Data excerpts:
==================================================

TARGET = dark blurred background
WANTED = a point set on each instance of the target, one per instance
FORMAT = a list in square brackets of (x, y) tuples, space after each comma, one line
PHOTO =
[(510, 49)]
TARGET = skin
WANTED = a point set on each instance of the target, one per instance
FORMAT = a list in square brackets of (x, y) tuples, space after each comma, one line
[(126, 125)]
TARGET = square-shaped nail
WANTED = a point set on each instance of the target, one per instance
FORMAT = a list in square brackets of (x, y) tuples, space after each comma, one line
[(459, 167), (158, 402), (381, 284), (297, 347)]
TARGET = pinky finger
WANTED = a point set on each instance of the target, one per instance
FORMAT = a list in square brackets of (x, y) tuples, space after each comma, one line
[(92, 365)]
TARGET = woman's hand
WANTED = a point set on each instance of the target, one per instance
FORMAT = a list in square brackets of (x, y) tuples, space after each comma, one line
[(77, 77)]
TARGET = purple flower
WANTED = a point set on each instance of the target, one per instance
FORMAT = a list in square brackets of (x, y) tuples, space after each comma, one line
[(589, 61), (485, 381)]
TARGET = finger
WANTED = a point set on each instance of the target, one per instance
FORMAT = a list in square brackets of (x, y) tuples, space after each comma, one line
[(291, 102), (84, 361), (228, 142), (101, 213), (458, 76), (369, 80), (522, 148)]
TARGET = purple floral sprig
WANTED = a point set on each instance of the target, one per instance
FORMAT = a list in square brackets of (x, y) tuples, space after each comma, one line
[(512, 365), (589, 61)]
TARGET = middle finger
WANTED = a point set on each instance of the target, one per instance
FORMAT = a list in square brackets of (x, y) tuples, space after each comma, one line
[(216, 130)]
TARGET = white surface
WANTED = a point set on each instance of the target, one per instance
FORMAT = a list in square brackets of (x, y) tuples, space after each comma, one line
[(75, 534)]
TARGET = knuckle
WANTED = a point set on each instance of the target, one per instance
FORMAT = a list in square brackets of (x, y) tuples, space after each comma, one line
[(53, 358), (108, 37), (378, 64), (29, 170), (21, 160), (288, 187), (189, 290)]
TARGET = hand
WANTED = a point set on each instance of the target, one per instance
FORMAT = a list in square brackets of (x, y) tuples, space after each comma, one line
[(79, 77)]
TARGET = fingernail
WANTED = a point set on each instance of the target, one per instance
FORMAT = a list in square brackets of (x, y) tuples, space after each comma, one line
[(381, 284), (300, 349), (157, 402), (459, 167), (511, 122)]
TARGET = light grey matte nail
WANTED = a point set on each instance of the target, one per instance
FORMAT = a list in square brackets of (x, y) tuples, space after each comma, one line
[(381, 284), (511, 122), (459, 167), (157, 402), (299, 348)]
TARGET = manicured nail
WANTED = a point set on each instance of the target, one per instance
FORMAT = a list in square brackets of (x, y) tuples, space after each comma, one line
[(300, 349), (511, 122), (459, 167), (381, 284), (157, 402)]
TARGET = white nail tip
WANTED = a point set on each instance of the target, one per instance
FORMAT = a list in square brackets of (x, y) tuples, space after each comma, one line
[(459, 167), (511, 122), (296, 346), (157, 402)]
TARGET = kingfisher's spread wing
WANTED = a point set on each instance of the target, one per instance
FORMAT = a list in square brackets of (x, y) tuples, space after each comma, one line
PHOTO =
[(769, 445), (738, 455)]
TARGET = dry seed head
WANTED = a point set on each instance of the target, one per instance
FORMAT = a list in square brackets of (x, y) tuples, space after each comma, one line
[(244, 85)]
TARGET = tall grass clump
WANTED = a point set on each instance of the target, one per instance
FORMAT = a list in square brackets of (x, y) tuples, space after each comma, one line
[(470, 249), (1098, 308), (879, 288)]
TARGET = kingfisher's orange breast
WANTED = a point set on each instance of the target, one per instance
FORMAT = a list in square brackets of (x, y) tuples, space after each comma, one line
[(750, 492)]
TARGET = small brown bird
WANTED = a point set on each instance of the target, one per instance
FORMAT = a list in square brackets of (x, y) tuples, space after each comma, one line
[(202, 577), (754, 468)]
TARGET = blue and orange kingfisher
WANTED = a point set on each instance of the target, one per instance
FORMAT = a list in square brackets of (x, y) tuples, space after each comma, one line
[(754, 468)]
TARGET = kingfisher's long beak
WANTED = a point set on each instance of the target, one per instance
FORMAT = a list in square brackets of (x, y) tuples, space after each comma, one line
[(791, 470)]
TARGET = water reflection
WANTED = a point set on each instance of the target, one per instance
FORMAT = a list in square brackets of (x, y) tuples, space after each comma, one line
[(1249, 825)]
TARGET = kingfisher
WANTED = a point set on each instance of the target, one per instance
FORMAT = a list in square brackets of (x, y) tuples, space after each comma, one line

==================================================

REQUIRED WORK: All of the entries must be quoted exactly; please include each one.

WRITTEN RESPONSE:
TARGET = dark blurred background
WANTED = a point set on each instance of the target, one per instance
FORMAT = a list in square brackets of (x, y) tuples, space after each comma, one line
PHOTO =
[(510, 49)]
TARGET = skin
WANTED = a point set on each instance of the target, one per instance
FORMAT = a list in square brackets of (x, y) tuples, space after each comma, one line
[(126, 125)]
TARGET = square-shaped nail
WANTED = a point set on each instance of the target, one per instance
FORMAT = a list in square brackets of (x, y) tuples, space after each comma, one line
[(459, 167), (158, 402), (381, 284), (297, 347)]
TARGET = pinky finger
WANTED = a point set on each instance of the target, one per instance
FORMAT = a list in square brackets of (x, y) tuples, space after each comma, one line
[(92, 365)]
TARGET = woman's hand
WANTED = a point set on each instance of the target, one per instance
FORMAT = a list in square brackets of (x, y) tuples, space after each comma, one line
[(77, 77)]
TARGET = purple flower
WANTED = a point set on each instance of the target, one per instance
FORMAT = a list in square brackets of (x, y) tuples, space after each comma, one line
[(589, 61), (485, 381)]
TARGET = finger
WANTED = a point set on each instance of the target, one per instance
FORMAT = a list in square brackets of (x, y) tuples, space after each comma, one line
[(291, 102), (84, 361), (228, 142), (101, 213), (458, 76), (369, 80), (522, 148)]
TARGET = purple floral sprig
WANTED = a point set on each instance of the target, one per instance
FORMAT = a list in square brackets of (x, y) tuples, space after each comma, one line
[(512, 365), (589, 61)]
TARGET = middle finger
WANTED = a point set on each instance of the target, one per instance
FORMAT = a list in square brackets of (x, y) tuples, space after each comma, one line
[(216, 130)]
TARGET = white surface
WANTED = a point set on each instance of the target, one per instance
FORMAT = a list in square brackets of (x, y) tuples, space after each comma, one line
[(75, 534)]
TARGET = knuckle
WANTED = a point set on each instance of the target, one per instance
FORMAT = a list in square brackets of (x, y) tuples, space after each comma, one line
[(53, 358), (108, 37), (378, 64), (29, 170), (21, 160), (288, 187), (189, 290)]
TARGET = hand
WANTED = a point set on each instance of the target, one per instance
FORMAT = a list in square brackets of (x, y) tuples, space after each comma, one line
[(79, 77)]
TARGET = fingernail
WANTED = a point set on each instance of the target, one per instance
FORMAT = a list in square brackets of (x, y) tuples, space after each comma, one line
[(381, 284), (300, 349), (157, 402), (459, 167), (511, 122)]
TARGET = light grey matte nail
WANTED = a point set on each instance of the target, one per instance
FORMAT = a list in square brackets of (x, y) tuples, space after each comma, one line
[(381, 284), (511, 122), (459, 167), (157, 402), (299, 348)]
TARGET = manicured nail
WANTED = a point set on each instance of the target, one per instance
FORMAT = a list in square brackets of (x, y) tuples, space after each comma, one line
[(300, 349), (511, 122), (459, 167), (381, 284), (157, 402)]
TARGET = white nail tip
WANTED = a point set on each instance of the target, one per instance
FORMAT = a list in square brackets of (x, y) tuples, space after each comma, one line
[(459, 167), (511, 122), (296, 346), (157, 402)]
TARGET = kingfisher's spread wing
WANTED = a point set on each instance of the target, one per instance
FORMAT = a list in square brackets of (x, y) tuples, space after each comma, one line
PHOTO =
[(769, 445), (738, 455)]
TARGET = dry seed head
WANTED = a point set on each instance of the target, one per instance
FORMAT = a list in square brackets of (x, y) tuples, space after each comma, one line
[(244, 85)]
TARGET = tall grass clump
WANTED = a point set on each instance of the target, one per instance
FORMAT = a list in square brackets of (x, y) tuples, space after each comma, one line
[(470, 249), (1098, 308), (879, 288)]
TARGET = kingfisher's orange breast
WANTED = a point set on each instance of the target, one per instance
FORMAT = a list in square brackets of (x, y) tuples, space after each comma, one line
[(750, 492)]
TARGET = small brown bird
WANTED = a point set on each instance of the target, one per instance
FORMAT = a list in square brackets of (x, y) tuples, space after each comma, one line
[(202, 577), (754, 468)]
TARGET = blue and orange kingfisher
WANTED = a point set on each instance of the target, one per instance
FORMAT = a list in square brackets of (x, y) tuples, space after each comma, one line
[(754, 468)]
TARGET = kingfisher's long beak
WANTED = a point set on each instance of the target, one per instance
FORMAT = a list in square brackets of (x, y) tuples, space after each comma, one line
[(791, 470)]
TARGET = water reflection
WANTED = a point set on each instance of the target, one per instance
FORMAT = a list in square brackets of (x, y) tuples, space after each comma, one line
[(1249, 825)]
TARGET = kingfisher
WANTED = a point set on each instance of the target, one per instance
FORMAT = a list in square brackets of (x, y) tuples, space after each comma, one line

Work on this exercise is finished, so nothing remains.